##### TEXT BLOCK
Games

For those who have children, the popularity of video games is unmistakable. Sony, Sega, and Nintendo are among the chief beneficiaries of holiday season gift-giving. With enhanced computing capability, games are being devised in which the computerized opponent learns the behavior of the player and changes its actions accordingly. The seriousness of games is reflected in the cost to produce them. Production costs regularly exceed $10 million, with some costing as much as $30 million, as reported for the forthcoming game Shenmue from Sega. The desire for ever-faster twitch games with more realistic visual images and sound are propelling a new generation of microprocessors. Among the more important of these are the Sega Dreamcast and the Sony PlayStation II.
##########
PROMPT 1
In the passage on games, how much is the game Shenmue reported to cost to produce?
PROMPT 2
Decide whether each statement agrees with the passage on games, answering yes or no and quoting the words that settle it. (a) Production costs for games regularly go above $10 million. (b) In the newer games, the computerized opponent keeps the same behavior no matter how the player acts. (c) The Sega Dreamcast is named as one of the more important new microprocessors.
PROMPT 3
Copy the part of the passage on games that starts at "For those who" and ends at "Sony PlayStation II.".
The listing after this point comes from a different source.
##### SUPPLIED INFORMATION
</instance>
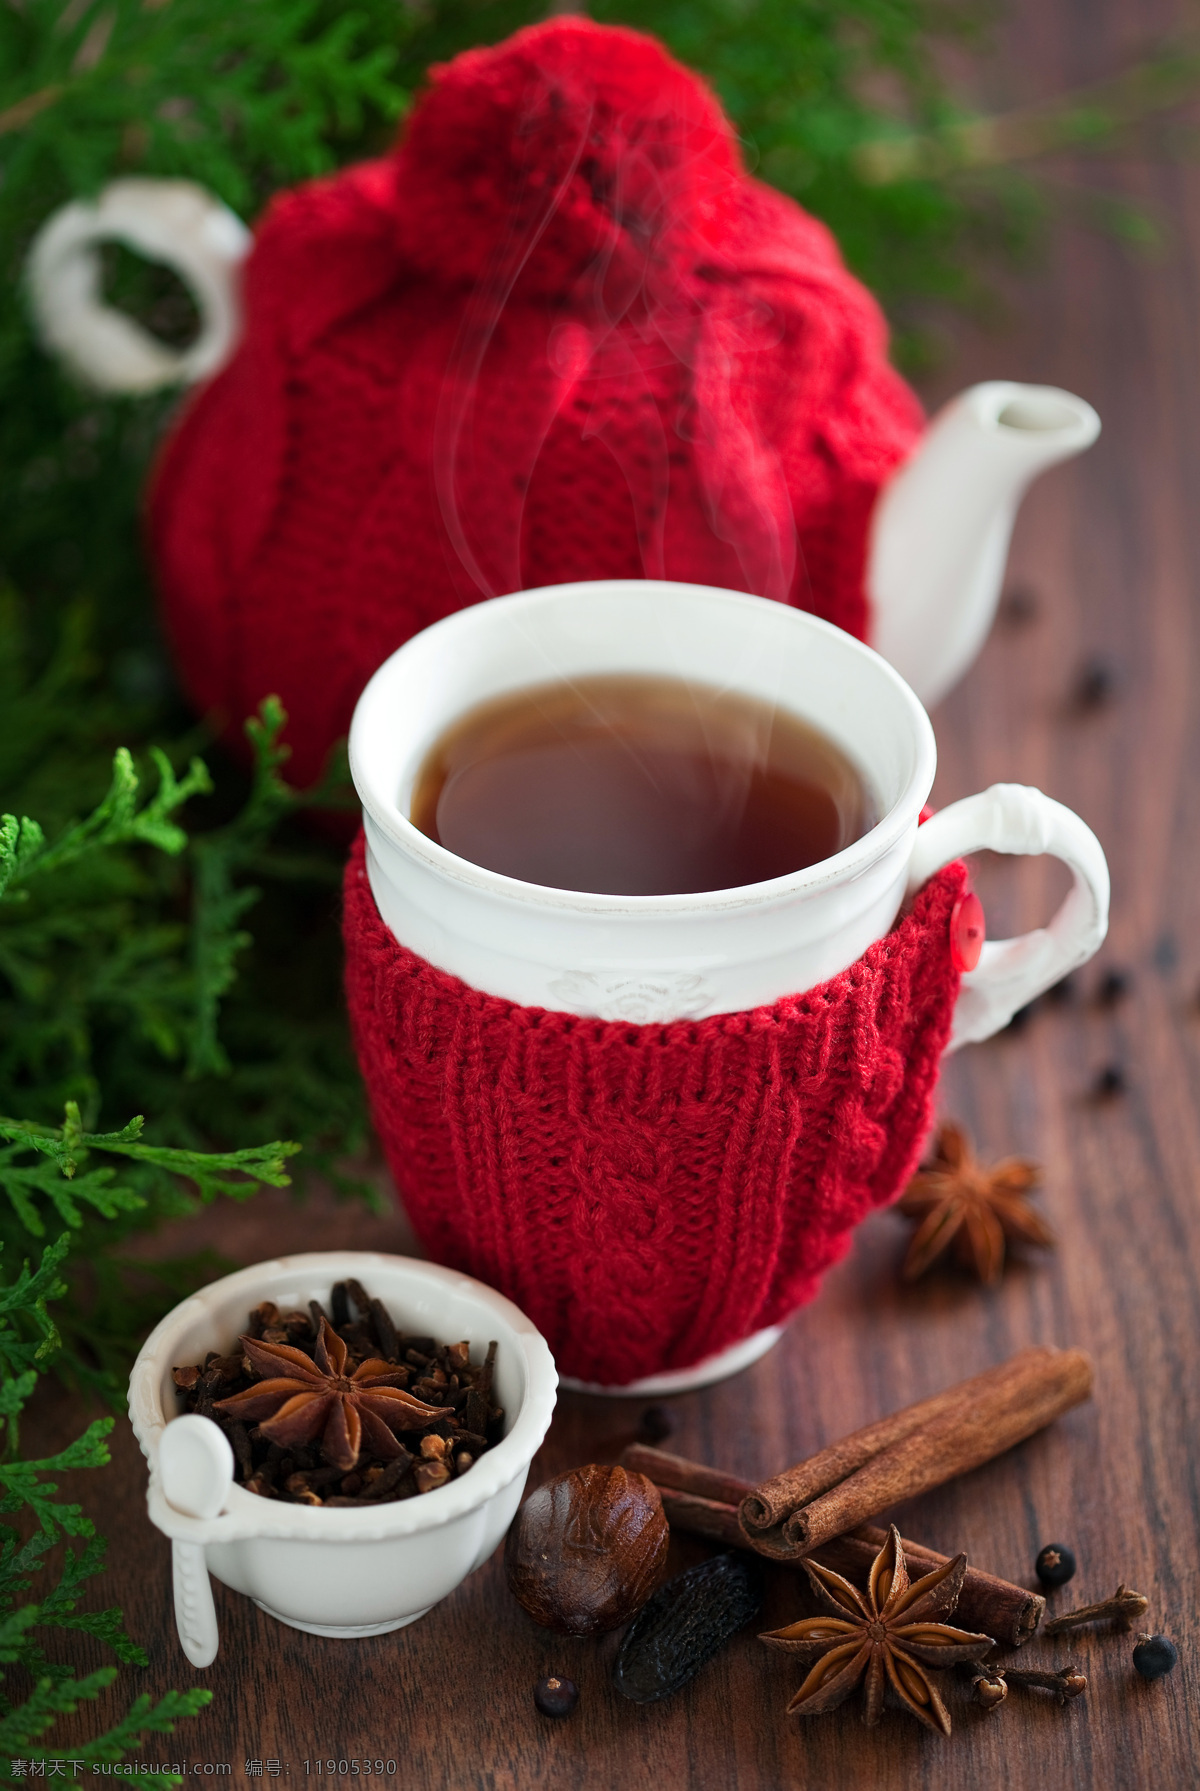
##########
SOLUTION 1
As much as $30 million.

SOLUTION 2
(a) Yes: "Production costs regularly exceed $10 million"
(b) No: "the computerized opponent learns the behavior of the player and changes its actions accordingly"
(c) Yes: "Among the more important of these are the Sega Dreamcast and the Sony PlayStation II"

SOLUTION 3
For those who have children, the popularity of video games is unmistakable. Sony, Sega, and Nintendo are among the chief beneficiaries of holiday season gift-giving. With enhanced computing capability, games are being devised in which the computerized opponent learns the behavior of the player and changes its actions accordingly. The seriousness of games is reflected in the cost to produce them. Production costs regularly exceed $10 million, with some costing as much as $30 million, as reported for the forthcoming game Shenmue from Sega. The desire for ever-faster twitch games with more realistic visual images and sound are propelling a new generation of microprocessors. Among the more important of these are the Sega Dreamcast and the Sony PlayStation II.